== Records to process

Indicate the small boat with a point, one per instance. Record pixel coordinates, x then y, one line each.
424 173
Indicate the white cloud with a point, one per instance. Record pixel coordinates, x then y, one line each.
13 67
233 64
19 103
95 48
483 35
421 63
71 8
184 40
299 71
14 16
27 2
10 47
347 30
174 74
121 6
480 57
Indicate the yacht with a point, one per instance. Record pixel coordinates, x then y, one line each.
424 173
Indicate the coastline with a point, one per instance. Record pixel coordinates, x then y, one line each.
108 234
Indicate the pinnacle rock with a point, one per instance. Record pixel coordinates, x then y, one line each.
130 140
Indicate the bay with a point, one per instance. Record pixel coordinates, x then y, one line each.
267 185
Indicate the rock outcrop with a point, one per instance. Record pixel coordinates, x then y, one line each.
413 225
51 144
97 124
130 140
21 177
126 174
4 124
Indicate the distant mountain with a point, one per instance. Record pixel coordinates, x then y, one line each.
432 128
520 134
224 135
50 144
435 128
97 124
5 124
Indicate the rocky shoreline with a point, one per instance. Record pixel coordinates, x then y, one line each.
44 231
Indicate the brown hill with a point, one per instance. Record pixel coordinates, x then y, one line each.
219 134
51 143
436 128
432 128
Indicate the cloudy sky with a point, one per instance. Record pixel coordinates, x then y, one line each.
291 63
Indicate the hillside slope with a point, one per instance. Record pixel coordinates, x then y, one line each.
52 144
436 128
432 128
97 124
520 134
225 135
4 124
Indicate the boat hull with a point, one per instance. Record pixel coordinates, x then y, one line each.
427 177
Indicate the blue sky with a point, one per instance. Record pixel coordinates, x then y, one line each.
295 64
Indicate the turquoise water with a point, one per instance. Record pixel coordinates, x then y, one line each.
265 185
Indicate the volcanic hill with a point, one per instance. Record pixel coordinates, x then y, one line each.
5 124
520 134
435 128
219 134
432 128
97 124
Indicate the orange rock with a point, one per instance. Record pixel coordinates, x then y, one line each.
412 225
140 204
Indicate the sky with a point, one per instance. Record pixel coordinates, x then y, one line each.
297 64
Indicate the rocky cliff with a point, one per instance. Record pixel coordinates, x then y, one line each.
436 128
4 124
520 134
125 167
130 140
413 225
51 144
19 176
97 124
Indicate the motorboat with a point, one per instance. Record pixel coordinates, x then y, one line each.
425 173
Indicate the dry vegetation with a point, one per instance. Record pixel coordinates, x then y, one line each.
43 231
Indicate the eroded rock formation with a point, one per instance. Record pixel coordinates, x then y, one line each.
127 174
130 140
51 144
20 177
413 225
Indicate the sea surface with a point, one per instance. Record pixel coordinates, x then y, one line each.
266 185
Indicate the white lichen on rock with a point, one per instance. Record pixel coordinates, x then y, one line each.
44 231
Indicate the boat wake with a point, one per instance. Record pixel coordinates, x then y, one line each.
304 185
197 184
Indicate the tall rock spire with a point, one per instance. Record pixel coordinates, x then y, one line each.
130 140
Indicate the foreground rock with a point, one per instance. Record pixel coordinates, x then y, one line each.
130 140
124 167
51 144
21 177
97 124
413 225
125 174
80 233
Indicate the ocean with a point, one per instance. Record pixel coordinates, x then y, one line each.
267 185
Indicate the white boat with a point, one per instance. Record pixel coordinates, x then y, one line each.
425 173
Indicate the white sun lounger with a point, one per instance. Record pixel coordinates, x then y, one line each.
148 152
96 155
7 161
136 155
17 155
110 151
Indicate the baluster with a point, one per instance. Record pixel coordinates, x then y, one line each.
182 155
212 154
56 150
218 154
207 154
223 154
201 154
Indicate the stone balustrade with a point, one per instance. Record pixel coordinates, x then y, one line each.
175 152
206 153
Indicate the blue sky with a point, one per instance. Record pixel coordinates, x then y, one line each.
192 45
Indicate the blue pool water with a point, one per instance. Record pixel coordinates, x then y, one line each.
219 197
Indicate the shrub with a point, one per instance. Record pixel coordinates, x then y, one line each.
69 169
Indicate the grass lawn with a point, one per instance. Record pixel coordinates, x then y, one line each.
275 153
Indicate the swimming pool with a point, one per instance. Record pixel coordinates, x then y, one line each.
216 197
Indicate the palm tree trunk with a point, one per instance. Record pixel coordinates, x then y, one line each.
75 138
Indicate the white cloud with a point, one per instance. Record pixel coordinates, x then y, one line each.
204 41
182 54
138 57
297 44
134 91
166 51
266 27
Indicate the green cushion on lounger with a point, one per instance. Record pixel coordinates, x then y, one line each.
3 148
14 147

====

Each line in the material above must be retyped without alteration.

= Task result =
Indicate the small boat with a point, one per instance. Record pixel coordinates, x then y, one line each.
424 173
Indicate the white cloud with a point, one per instance. Record pixel coordinates, x then y, one line each.
13 67
233 64
19 103
95 48
483 35
421 63
71 8
184 40
299 71
14 16
27 2
10 47
347 30
174 74
121 6
480 57
Indicate the yacht with a point, one per instance. Record pixel coordinates, x then y, one line each.
424 173
Indicate the coastline with a point, one per instance. Record pixel coordinates, x then y, one line each.
108 234
Indicate the pinnacle rock with a point, one per instance. Record pixel coordinates, x then y, one line each.
130 140
Indicate the bay with a point, one per instance. Record pixel coordinates, x then y, one line each.
267 185
Indicate the rock outcrop with a point, one per instance. Record pixel coordinates, x then y, one line each.
413 225
51 144
97 124
130 140
21 177
126 174
4 124
Indicate the distant mountain with a point, one per instance. Record pixel coordinates, x then y, one line each.
432 128
520 134
224 135
50 144
435 128
97 124
5 124
Indicate the rocky shoreline with a point, one per instance. Record pixel coordinates, x then y, one line each.
44 231
Indicate the brown hill with a point, one per instance. Record pixel coordinates, x then y, one line each.
219 134
51 143
436 128
432 128
Indicate the cloudy sky with a point, one per instance. Record pixel coordinates, x then y, one line each.
291 63
Indicate the hillside slope with a point, one per instance. Record pixel coordinates, x then y, one line each.
52 144
436 128
432 128
97 124
520 134
225 135
4 124
Indicate the boat hull with a point, one per instance. Record pixel coordinates, x then y, one line each.
427 177
Indicate the blue sky with a point, one per instance. Record pixel coordinates, x then y, one line each.
295 64
Indicate the turquoise water with a point, one per instance. Record pixel coordinates, x then y, one line each.
265 185
Indicate the volcanic hill with a point, one per instance. Record pixel coordinates, x then y, one line each.
5 124
520 134
435 128
219 134
432 128
97 124
Indicate the orange rock with a point, one per instance. Record pixel coordinates, x then y, one line each.
412 225
140 204
Indicate the sky with a point, one per instance. Record pixel coordinates, x then y, one line each.
297 64
Indicate the rocky cliff with a point, one per instance. Record pixel coordinates, x then y, one line each.
436 128
4 124
520 134
125 167
130 140
413 225
51 144
19 176
97 124
Indicate the motorboat with a point, one per instance. Record pixel coordinates, x then y, one line each.
425 173
Indicate the dry vegetation with a point, one per instance. Record pixel coordinates, x then y, one line each.
43 231
Indicate the eroded rock formation with a point, one per instance. Record pixel coordinates, x then y, one line each.
127 174
130 140
51 144
20 177
413 225
Indicate the sea surface with a point, one per instance. Record pixel coordinates, x then y, one line each.
266 185
Indicate the white lichen on rock with a point, one per instance. Record pixel coordinates, x then y, one line each.
44 231
Indicate the boat wake with a point, one per instance. Record pixel coordinates, x then y, one line each.
304 185
197 184
Indicate the tall rock spire with a point, one per instance. Record pixel coordinates, x then y, one line each.
130 140
Indicate the foreground rock with a point, one per instance. Record pixel coordinates, x then y, one line each.
130 140
124 167
51 144
21 177
97 124
413 225
125 174
80 233
Indicate the ocean with a point, one per instance. Record pixel coordinates, x then y, one line each.
267 185
Indicate the white boat with a point, one per instance. Record pixel coordinates, x then y, one line each.
425 173
Indicate the white sun lounger with a point, one per instance. Record pixel coordinates, x then y, one line each.
148 152
96 155
7 161
136 155
17 155
110 151
Indicate the baluster with a point, one per instance. Record pixel coordinates, x then y, one line each.
182 155
212 154
56 150
218 154
207 154
223 154
201 154
Indicate the stone balustrade with a point, one per instance. Record pixel coordinates, x then y, one line each.
175 152
206 153
Indicate the blue sky with a point, one per instance. Record pixel coordinates, x then y, one line each.
192 45
Indicate the blue pool water with a point, one per instance. Record pixel coordinates, x then y, one line each.
219 197
Indicate the shrub with a point, one per instance. Record pixel coordinates, x then y, one line each.
69 169
Indicate the grass lawn with a point, one per instance. Record pixel coordinates, x then y, one line each.
275 153
Indicate the swimming pool with a point, one per instance. Record pixel coordinates, x then y, one line each.
216 197
Indicate the palm tree trunk with a point, one per instance. Record pixel coordinates, x then y, one line each.
75 138
Indicate the white cloud with a point, one per instance. Record pixel coordinates, x then y, one line each.
204 41
182 54
138 57
297 44
134 91
166 51
266 27
Indicate the green cushion on lounger with a point, one per instance. Record pixel coordinates, x then y, one line each.
3 148
14 147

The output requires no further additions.